Rick Warren in the end is a preacher who believes that the earth and even the universe is controlled by an anthropomorphic power Who took some time out to write 66 highly disjunct historic, poetic, prophetic, narrative, and occasionally epistolatory tracts between 3,500 and 1,900 years ago. Generally all this scribbling occurred within an area about the size of the San Joaquin Valley, though one far more arid, far less populated, and far more susceptible to plagues and disruptive invaders.
Rick Warren also believes that we should OBEY the things we find in those 66 odd tracts, even down to the letter, even after many other good and often even better tracts by Spinoza, Darwin, Freud, Marx, Engles, Locke, and Jefferson have appeared, as well as the disturbing developments of nuclear power, asbestos contaminations, and thousands of very nasty episodes of religious conflict through history.
That Rick Warren is going to give the invocation at the Obama coronation I find as disturbing as any liberal does. But in the end I'm obliged to shrug. Indeed, I find it no more disturbing than daily American life itself, the relentlessly religious element of which, with its emphasis on division rather than reconciliation, is simply embarrassing, and even perhaps civilization-inhibiting.
There are reformed Jesuits who talk of the resurrection "apparition stories"; there are reformed Jews who enjoy clambakes; there are liberal Protestants who tinker with Latin American politics in a way that diminishes the role of religion itself. These have all evolved from taking those old, disjunct, oft-conflicted tracts too literally, and they are indeed now the majority of the land, but...
Our nation, unlike England and Mexico, our two greatest cultural forebears, has never banned any mainstream religion wholesale, as both of two greatest cultural forebears, England and Mexico, did with for example Catholicism, the former for about 300 years. Our nation, on balance, still has not endured as much religious trauma as have the places our forebears have fled.
It may yet. Or, like so much else of the globe's trauma, we may get lucky and skip the gene with this one too. But somehow, the only nation that sent a man to the moon needs to find a way sometime to shake its text-based Appallachian morality for a cosmopolitan, contemplative one. It is probably not on the agenda of this presidency, but it was on the agenda of Thomas Jefferson's, and it would be a welcome agenda to resume some time in the near future.
_ _ _
**Exercise instructions:**
a – In the text about Rick Warren, the area where the 66 tracts were written is compared in size to what?
b – Repeat the text about Rick Warren from "Rick Warren in" up to and including "and disruptive invaders.".
_ _ _
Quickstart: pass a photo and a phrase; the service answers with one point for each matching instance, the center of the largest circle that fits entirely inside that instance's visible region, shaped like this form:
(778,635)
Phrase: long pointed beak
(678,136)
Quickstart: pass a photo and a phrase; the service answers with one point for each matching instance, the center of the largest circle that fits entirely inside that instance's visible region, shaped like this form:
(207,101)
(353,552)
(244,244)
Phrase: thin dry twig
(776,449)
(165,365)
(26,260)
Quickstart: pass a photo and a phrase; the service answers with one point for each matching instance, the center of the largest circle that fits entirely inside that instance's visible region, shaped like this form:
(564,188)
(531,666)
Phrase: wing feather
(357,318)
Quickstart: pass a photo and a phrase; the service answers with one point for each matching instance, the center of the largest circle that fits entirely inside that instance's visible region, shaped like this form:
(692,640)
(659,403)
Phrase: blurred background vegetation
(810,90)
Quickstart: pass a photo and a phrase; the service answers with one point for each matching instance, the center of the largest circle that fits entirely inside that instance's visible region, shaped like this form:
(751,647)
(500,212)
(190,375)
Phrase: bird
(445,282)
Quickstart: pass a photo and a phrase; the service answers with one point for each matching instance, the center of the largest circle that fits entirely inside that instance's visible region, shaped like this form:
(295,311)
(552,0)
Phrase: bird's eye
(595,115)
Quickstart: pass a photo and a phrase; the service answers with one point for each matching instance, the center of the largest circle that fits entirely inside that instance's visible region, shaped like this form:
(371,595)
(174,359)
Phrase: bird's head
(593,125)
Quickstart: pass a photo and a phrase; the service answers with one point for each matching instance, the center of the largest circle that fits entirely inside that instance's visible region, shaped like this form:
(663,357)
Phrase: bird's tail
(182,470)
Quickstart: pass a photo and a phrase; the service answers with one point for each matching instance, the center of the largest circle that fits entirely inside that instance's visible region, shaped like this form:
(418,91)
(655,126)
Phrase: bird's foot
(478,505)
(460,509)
_ _ _
**Task responses:**
a – The San Joaquin Valley.

b –
Rick Warren in the end is a preacher who believes that the earth and even the universe is controlled by an anthropomorphic power Who took some time out to write 66 highly disjunct historic, poetic, prophetic, narrative, and occasionally epistolatory tracts between 3,500 and 1,900 years ago. Generally all this scribbling occurred within an area about the size of the San Joaquin Valley, though one far more arid, far less populated, and far more susceptible to plagues and disruptive invaders.